Given exercise:
Starting at the line that contains "Pick out the horse's tail, placing" and ending at the last line of the records, lay out those lines as a Markdown table with the columns n and Line, leaving out any blank lines.

start Input material

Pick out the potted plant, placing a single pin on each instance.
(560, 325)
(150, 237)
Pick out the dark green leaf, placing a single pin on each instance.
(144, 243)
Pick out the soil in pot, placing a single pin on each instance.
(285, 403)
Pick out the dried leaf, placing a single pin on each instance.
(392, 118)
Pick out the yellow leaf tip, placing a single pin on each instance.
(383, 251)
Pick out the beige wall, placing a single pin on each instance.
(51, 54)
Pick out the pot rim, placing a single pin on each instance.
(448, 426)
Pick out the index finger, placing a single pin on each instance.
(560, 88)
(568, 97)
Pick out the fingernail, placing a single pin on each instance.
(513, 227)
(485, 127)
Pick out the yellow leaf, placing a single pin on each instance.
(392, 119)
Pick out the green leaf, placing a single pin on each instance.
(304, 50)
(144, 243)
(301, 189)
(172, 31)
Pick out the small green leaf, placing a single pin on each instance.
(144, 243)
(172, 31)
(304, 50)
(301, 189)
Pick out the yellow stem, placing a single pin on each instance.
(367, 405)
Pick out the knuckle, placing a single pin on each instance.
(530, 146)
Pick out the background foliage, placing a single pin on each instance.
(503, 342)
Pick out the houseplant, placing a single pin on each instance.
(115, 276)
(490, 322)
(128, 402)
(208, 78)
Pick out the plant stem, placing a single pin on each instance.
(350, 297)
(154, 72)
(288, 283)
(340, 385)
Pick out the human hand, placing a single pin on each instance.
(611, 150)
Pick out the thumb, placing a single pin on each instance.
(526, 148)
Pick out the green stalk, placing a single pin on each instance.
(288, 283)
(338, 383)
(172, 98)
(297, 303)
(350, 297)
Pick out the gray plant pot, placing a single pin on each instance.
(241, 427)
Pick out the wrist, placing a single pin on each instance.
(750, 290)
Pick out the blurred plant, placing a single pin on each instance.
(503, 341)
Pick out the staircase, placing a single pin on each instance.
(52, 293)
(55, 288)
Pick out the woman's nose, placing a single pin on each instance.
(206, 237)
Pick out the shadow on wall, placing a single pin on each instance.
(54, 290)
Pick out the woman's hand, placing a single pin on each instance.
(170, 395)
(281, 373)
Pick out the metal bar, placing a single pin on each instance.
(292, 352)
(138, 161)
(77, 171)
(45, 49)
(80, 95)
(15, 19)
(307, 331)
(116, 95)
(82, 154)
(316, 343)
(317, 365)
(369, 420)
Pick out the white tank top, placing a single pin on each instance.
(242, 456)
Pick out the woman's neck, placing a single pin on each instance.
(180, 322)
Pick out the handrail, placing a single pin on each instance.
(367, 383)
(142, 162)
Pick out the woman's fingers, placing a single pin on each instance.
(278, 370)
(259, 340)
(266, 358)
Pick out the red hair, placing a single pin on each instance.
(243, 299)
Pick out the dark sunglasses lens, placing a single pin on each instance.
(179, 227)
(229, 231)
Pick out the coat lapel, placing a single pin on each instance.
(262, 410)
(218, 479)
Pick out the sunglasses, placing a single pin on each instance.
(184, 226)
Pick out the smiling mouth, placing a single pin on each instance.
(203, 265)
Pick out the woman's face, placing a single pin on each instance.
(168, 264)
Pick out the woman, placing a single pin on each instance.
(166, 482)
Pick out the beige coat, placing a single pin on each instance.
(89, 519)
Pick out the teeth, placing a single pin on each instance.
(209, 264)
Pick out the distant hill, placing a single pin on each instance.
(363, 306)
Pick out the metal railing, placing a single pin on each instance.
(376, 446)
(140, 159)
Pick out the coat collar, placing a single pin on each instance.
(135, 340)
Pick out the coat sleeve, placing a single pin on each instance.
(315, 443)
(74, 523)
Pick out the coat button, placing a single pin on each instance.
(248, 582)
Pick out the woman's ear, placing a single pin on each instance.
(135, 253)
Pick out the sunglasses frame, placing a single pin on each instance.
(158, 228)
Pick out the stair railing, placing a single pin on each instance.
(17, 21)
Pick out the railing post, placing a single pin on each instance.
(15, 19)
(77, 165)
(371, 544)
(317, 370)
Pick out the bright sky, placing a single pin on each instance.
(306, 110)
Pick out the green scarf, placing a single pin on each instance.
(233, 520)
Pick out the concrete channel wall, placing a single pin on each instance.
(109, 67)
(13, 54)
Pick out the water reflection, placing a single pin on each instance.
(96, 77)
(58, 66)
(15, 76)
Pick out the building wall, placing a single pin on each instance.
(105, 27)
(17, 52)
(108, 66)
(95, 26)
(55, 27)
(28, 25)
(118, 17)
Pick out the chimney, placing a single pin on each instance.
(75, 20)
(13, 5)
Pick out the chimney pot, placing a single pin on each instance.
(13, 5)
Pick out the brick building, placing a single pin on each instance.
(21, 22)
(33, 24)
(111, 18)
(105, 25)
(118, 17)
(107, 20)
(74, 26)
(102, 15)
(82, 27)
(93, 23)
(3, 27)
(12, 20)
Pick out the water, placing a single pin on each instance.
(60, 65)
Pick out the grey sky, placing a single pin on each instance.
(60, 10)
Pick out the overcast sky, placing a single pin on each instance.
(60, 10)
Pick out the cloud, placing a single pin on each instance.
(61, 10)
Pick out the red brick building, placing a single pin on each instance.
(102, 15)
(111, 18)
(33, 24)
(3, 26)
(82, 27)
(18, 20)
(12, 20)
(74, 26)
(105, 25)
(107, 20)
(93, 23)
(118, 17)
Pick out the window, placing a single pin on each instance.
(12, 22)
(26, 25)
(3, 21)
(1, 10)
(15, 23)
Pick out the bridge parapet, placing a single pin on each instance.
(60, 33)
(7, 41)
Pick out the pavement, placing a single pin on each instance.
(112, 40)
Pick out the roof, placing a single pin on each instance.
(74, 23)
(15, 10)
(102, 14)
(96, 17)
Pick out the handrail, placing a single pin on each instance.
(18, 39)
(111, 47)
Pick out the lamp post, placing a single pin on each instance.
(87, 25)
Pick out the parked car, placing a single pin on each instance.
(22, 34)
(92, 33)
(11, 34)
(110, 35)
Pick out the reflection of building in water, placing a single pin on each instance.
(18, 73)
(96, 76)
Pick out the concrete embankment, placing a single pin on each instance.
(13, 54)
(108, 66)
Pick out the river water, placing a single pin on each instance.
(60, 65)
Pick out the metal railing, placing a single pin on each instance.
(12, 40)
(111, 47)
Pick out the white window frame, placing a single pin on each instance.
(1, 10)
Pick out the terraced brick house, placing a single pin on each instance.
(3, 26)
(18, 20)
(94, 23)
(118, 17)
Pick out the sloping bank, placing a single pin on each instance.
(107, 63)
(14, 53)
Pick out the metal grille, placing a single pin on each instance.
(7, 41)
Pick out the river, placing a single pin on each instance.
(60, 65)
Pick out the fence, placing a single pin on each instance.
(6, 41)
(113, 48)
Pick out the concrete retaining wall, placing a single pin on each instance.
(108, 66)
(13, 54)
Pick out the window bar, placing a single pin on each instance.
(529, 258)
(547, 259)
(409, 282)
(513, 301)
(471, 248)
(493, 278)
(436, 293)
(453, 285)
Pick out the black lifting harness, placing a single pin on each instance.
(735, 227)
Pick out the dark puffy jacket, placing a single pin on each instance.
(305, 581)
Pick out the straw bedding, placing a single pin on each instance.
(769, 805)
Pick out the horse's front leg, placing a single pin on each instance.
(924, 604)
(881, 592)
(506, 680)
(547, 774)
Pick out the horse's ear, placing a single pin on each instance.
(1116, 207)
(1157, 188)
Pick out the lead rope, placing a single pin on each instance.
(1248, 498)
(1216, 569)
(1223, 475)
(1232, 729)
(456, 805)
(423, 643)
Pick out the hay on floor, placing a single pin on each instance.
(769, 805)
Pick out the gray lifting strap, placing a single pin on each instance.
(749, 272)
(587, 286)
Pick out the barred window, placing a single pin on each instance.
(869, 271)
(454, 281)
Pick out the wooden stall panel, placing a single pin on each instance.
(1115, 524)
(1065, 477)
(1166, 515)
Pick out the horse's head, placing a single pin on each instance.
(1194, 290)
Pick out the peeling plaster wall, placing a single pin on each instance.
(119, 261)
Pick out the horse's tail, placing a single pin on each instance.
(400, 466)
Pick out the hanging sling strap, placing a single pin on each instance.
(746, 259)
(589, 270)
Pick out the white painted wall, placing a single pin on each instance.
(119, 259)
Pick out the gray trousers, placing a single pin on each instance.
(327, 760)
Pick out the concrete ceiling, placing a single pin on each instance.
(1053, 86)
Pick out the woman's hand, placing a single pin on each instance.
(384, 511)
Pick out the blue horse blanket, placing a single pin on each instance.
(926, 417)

end Input material

Response to this task:
| n | Line |
|---|---|
| 1 | Pick out the horse's tail, placing a single pin on each instance. |
| 2 | (400, 466) |
| 3 | Pick out the hanging sling strap, placing a single pin on each instance. |
| 4 | (746, 259) |
| 5 | (589, 270) |
| 6 | Pick out the white painted wall, placing a single pin on each instance. |
| 7 | (119, 259) |
| 8 | Pick out the gray trousers, placing a single pin on each instance. |
| 9 | (327, 760) |
| 10 | Pick out the concrete ceiling, placing a single pin on each instance. |
| 11 | (1053, 86) |
| 12 | Pick out the woman's hand, placing a single pin on each instance. |
| 13 | (384, 511) |
| 14 | Pick out the blue horse blanket, placing a single pin on each instance. |
| 15 | (926, 417) |